▶ JOB 1: Sum up the passage on Memphis-style barbecue in two sentences.
▶ JOB 2: Convert the part of the records that opens with the line containing "search for clasped" and closes with the line containing "left=64, top=39, right=76, bottom=56" into a Markdown table with the columns Row and Line, giving each line its own row and leaving out blank lines.

▶ DOCUMENT PASSAGE:
Memphis-style barbecue is one of the four predominant regional styles of barbecue in the United States, the other three being Carolina, Kansas City, and Texas.  Like many southern varieties of barbecue, Memphis-style barbecue is mostly made using pork, usually ribs and shoulders, though many restaurants will still serve beef and chicken.   

Memphis-style barbecue is slow cooked in a pit and ribs can be prepared either "dry" or "wet". "Dry" ribs are covered with a dry rub consisting of salt and various spices before cooking and are normally eaten without sauce. "Wet" ribs are brushed with sauce before, during, and after cooking.  

Memphis-style barbecue has become well known due to the World Championship Barbecue Cooking Contest held each May, which has been listed in Guinness World Records as the largest pork barbecue contest in the world.
The event is regularly covered by national and international television networks such as The Food Network and the BBC and attracts over 100,000 visitors.  Many of Memphis' barbecue restaurants have become nationally known and can ship their products anywhere in the country overnight due to the proximity of FedEx's Memphis Superhub.

History

After World War II, barbecue became a viable commercial venture in Memphis. Small restaurants, known as "joints", began to open with a purpose-built pit for slow-cooking the meat. 

Many small neighborhood joints in low-income areas, such as Payne's, Leonard's and Interstate, have gained notoriety as they reflect the roots of Memphis barbecue. Many regional chains also developed from Memphis, including Tops, Neely's, and Corky's. 

As Memphis-style barbecue became more popular across the country, restaurants such as Corky's and The Rendezvous began shipping orders overnight to customers.

Notable establishments

Jim Neely's Interstate Bar-B-Que
Interstate Bar-B-Que was founded in 1978 by Jim Neely in a rundown grocery store in the low-income neighborhood of South Memphis. Though never a restaurateur, Neely learned how to slow cook ribs in a pit and created a secret sauce based on various local family recipes.

Image region labeling entries

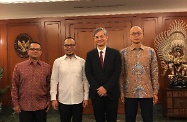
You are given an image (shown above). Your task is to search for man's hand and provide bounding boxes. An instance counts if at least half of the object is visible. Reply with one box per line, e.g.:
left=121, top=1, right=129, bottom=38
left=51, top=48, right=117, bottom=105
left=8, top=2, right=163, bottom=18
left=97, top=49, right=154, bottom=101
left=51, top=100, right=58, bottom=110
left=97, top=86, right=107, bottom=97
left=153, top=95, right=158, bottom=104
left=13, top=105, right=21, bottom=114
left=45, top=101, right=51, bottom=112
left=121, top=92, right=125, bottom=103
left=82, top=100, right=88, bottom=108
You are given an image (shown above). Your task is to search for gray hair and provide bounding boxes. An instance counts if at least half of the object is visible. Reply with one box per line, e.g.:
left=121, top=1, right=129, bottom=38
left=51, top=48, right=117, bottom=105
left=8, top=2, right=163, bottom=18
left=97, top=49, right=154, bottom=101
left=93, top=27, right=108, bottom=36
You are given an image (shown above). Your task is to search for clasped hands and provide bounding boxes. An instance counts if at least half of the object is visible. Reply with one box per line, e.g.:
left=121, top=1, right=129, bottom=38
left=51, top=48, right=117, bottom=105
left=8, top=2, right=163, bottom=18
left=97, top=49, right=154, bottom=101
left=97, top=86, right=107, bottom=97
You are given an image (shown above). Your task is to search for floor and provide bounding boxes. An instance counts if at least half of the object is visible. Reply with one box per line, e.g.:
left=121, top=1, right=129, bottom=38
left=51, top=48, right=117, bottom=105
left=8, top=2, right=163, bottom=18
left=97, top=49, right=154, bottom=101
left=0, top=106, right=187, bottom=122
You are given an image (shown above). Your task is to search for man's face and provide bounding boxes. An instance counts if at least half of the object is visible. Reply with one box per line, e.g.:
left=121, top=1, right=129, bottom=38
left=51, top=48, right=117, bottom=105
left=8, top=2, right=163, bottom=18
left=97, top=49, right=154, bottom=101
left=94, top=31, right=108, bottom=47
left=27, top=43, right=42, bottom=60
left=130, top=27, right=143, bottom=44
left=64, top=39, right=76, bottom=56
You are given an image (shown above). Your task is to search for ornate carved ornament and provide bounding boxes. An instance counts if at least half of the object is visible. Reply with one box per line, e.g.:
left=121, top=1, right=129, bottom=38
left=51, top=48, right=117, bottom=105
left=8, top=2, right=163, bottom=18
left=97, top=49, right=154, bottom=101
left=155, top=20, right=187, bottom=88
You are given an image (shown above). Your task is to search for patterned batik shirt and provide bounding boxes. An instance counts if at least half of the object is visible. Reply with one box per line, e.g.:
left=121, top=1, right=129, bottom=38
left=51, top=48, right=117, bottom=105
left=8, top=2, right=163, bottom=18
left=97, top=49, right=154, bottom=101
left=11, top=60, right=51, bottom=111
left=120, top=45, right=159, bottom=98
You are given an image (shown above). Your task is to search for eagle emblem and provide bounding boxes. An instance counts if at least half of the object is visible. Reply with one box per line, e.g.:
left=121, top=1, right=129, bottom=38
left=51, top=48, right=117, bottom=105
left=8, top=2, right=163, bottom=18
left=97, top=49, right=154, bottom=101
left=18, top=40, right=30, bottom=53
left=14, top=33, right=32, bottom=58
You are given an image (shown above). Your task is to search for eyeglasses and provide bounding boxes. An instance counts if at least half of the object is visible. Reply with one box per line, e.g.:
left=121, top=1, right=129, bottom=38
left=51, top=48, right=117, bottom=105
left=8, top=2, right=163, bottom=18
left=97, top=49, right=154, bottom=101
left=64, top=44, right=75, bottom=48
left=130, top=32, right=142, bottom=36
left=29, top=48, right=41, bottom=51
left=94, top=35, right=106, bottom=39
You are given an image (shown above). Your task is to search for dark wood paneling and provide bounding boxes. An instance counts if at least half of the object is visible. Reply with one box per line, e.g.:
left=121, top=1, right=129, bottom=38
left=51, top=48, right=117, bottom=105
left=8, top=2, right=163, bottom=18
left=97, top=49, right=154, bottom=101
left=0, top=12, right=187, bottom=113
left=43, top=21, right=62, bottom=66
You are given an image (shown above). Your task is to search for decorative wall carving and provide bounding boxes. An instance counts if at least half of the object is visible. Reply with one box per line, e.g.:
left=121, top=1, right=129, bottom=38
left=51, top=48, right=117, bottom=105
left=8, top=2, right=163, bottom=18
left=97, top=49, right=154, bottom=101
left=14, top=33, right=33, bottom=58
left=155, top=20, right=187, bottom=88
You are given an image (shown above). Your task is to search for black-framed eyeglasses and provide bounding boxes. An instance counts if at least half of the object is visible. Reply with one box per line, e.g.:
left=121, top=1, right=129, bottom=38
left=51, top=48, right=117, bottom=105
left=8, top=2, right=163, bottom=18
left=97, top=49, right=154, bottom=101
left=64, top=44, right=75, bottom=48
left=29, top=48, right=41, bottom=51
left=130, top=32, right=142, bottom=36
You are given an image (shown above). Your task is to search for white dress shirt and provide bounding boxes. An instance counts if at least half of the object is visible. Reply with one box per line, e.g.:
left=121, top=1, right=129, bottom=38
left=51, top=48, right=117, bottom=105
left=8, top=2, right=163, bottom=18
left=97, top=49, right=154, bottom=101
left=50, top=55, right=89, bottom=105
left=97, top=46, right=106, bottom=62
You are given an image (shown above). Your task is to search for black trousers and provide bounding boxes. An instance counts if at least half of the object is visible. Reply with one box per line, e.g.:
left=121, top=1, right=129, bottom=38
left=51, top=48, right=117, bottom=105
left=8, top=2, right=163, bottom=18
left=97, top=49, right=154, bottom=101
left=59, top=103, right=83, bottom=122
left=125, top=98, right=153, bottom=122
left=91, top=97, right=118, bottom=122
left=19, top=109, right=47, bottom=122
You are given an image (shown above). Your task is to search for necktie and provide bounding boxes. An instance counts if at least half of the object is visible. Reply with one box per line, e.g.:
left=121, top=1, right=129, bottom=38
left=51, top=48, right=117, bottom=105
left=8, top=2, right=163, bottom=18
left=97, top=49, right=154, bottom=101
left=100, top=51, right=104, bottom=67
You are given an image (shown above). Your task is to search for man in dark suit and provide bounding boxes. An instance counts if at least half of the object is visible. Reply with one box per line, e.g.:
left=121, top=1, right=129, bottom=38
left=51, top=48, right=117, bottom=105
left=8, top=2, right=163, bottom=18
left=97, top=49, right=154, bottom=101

▶ FINAL RESULT 1: Memphis-style barbecue, one of the four predominant regional styles in the United States, is mostly made with pork, usually ribs and shoulders, and is slow cooked in a pit, with ribs prepared either "dry" with a rub of salt and spices or "wet" with sauce. It became well known through the World Championship Barbecue Cooking Contest held each May, and after World War II small "joints" and later regional chains opened in Memphis, with some restaurants shipping orders to customers overnight.

▶ FINAL RESULT 2:
| Row | Line |
|---|---|
| 1 | You are given an image (shown above). Your task is to search for clasped hands and provide bounding boxes. An instance counts if at least half of the object is visible. Reply with one box per line, e.g.: |
| 2 | left=121, top=1, right=129, bottom=38 |
| 3 | left=51, top=48, right=117, bottom=105 |
| 4 | left=8, top=2, right=163, bottom=18 |
| 5 | left=97, top=49, right=154, bottom=101 |
| 6 | left=97, top=86, right=107, bottom=97 |
| 7 | You are given an image (shown above). Your task is to search for floor and provide bounding boxes. An instance counts if at least half of the object is visible. Reply with one box per line, e.g.: |
| 8 | left=121, top=1, right=129, bottom=38 |
| 9 | left=51, top=48, right=117, bottom=105 |
| 10 | left=8, top=2, right=163, bottom=18 |
| 11 | left=97, top=49, right=154, bottom=101 |
| 12 | left=0, top=106, right=187, bottom=122 |
| 13 | You are given an image (shown above). Your task is to search for man's face and provide bounding boxes. An instance counts if at least half of the object is visible. Reply with one box per line, e.g.: |
| 14 | left=121, top=1, right=129, bottom=38 |
| 15 | left=51, top=48, right=117, bottom=105 |
| 16 | left=8, top=2, right=163, bottom=18 |
| 17 | left=97, top=49, right=154, bottom=101 |
| 18 | left=94, top=31, right=108, bottom=47 |
| 19 | left=27, top=43, right=42, bottom=60 |
| 20 | left=130, top=27, right=143, bottom=44 |
| 21 | left=64, top=39, right=76, bottom=56 |